» **EXERCISE TASK**
Show each line in the material below that contains the string "petal".

» **DATA LISTING**
+ + +

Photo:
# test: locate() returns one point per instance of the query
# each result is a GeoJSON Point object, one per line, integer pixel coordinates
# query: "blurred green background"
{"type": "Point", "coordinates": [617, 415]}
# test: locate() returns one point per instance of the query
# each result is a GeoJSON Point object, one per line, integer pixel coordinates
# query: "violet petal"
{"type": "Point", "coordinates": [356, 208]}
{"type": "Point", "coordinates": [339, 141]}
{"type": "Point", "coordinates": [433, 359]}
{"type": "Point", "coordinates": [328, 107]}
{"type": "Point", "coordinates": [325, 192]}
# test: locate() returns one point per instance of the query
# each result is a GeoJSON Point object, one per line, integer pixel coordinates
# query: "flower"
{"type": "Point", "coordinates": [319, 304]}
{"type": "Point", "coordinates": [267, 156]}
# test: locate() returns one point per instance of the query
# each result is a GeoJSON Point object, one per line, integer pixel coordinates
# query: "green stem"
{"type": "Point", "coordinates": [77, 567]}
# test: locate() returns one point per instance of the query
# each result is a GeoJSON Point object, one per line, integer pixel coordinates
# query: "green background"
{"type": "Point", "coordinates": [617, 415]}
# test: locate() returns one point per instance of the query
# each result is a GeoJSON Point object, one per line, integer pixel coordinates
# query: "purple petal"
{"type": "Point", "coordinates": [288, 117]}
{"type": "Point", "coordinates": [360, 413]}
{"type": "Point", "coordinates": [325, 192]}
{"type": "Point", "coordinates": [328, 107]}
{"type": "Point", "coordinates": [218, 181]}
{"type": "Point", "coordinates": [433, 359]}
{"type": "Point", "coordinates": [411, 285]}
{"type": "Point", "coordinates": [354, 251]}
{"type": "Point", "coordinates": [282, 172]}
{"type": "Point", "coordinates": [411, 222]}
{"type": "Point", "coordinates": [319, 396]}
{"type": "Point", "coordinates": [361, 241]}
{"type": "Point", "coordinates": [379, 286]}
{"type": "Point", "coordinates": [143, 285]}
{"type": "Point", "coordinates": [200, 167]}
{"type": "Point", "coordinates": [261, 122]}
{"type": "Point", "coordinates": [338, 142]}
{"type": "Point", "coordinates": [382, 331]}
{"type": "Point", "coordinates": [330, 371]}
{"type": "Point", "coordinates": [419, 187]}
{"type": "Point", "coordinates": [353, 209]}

+ + +

» **CORRECT RESULT**
# query: "violet petal"
# query: "purple petal"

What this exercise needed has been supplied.